Questo quanto ha dichiarato il 26 novembre scorso il nuovo Ministro degli Esteri italiano Paolo Gentiloni, seguito, il 3 dicembre, da Matteo Renzi che ha trovato il sostegno di Usa, Francia, Germania, Spagna, Regno Unito, Ue e Onu per affrontare con decisione la questione libica. Anche se le posizioni restano distanti, il 9 dicembre le diverse anime libiche proveranno a tornare al tavolo negoziale con la mediazione dell'Onu.

Gas libico in Italia
La cautela di Gentiloni è dovuta ai numerosi interessi italiani in Libia, concentrati essenzialmente in tre settori: quello economico, quello sociale e quello della sicurezza.
★ ★ ★ ★
Compiti da svolgere —
1. Stampa senza modifiche il brano dell'estratto sulla Libia che comincia con "Questo quanto ha" e prosegue fino a "quello della sicurezza.".
2. Secondo l'estratto sulla Libia, in quali tre settori si concentrano gli interessi italiani nel Paese?
3. Prosegui l'estratto sulla Libia a partire dalla frase che segue l'ultima riportata.

Blocco dati —
★ ★ ★ ★
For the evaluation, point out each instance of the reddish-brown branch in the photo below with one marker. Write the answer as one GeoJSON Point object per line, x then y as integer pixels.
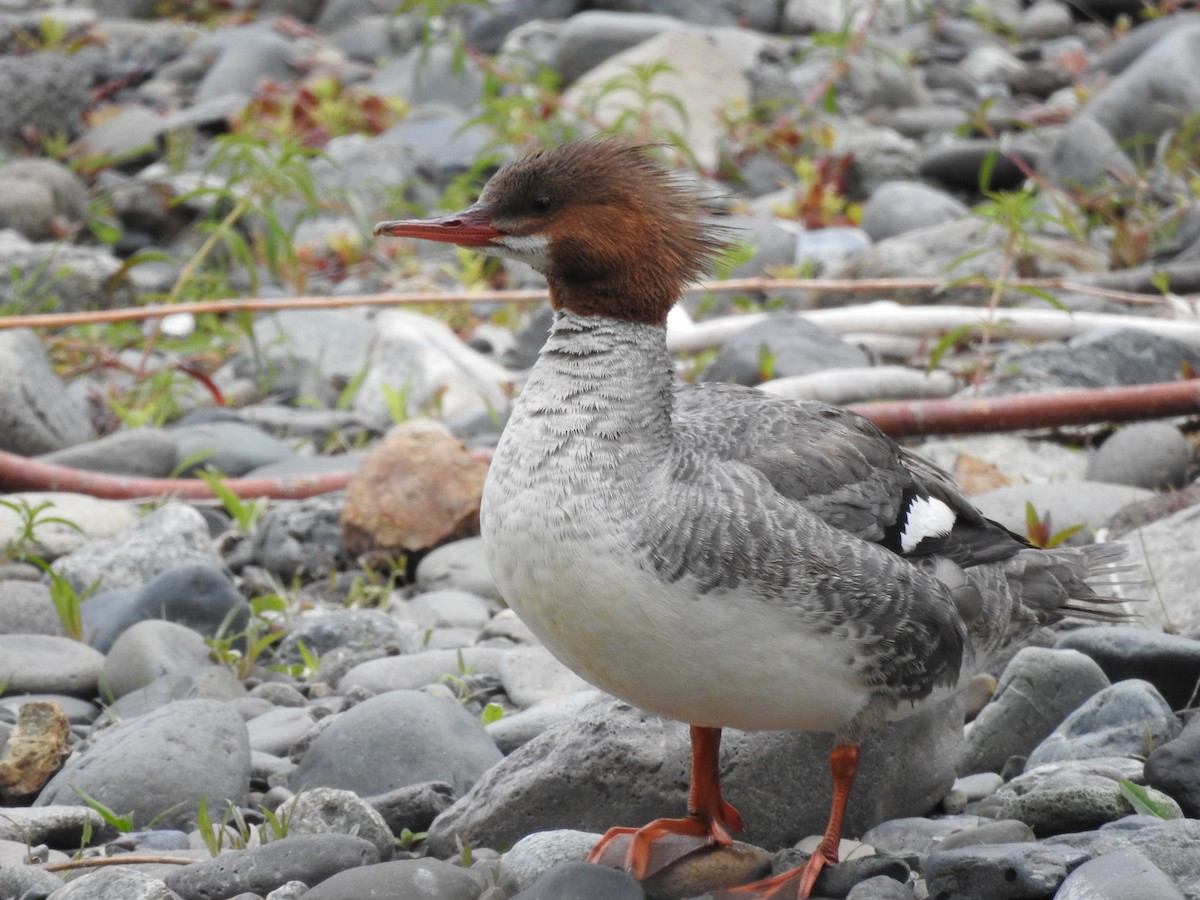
★ ★ ★ ★
Risultati —
1.
Questo quanto ha dichiarato il 26 novembre scorso il nuovo Ministro degli Esteri italiano Paolo Gentiloni, seguito, il 3 dicembre, da Matteo Renzi che ha trovato il sostegno di Usa, Francia, Germania, Spagna, Regno Unito, Ue e Onu per affrontare con decisione la questione libica. Anche se le posizioni restano distanti, il 9 dicembre le diverse anime libiche proveranno a tornare al tavolo negoziale con la mediazione dell'Onu.

Gas libico in Italia
La cautela di Gentiloni è dovuta ai numerosi interessi italiani in Libia, concentrati essenzialmente in tre settori: quello economico, quello sociale e quello della sicurezza.

2. Nel settore economico, in quello sociale e in quello della sicurezza.

3.
Dal punto di vista economico è sufficiente ricordare gli stretti rapporti energetici tra i due paesi: il giorno prima delle affermazioni di Gentiloni, l’Energy information administration (EIA) statunitense confermava l’Italia tra i principali importatori di greggio libico, assieme a Germania e Francia, e unico importatore di gas.

A seguito del danneggiamento dell’impianto di liquefazione di Marsa al-Brega, il gasdotto Greenstream che collega Mellitah a Gela è l’unico canale di fornitura ancora in funzione, sebbene a intermittenza, facendo dell’Italia l’unico beneficiario del gas libico.

Tuttavia, la crisi libica ha avuto effetti negativi sul commercio tra i due paesi: i dati recentemente comunicati dall’Istituto per il commercio estero italiano evidenziano come nel primo semestre del 2014 l’interscambio si sia dimezzato, passando dai 6,085 miliardi di dollari del 2013 ai 3,280 di quest’anno.

Inoltre, se le esportazioni italiane sono diminuite del 7,5%, quelle libiche hanno subito un vero e proprio crollo (-64,4%), a causa del frequente blocco dei terminal petroliferi e la conseguente interruzione delle forniture.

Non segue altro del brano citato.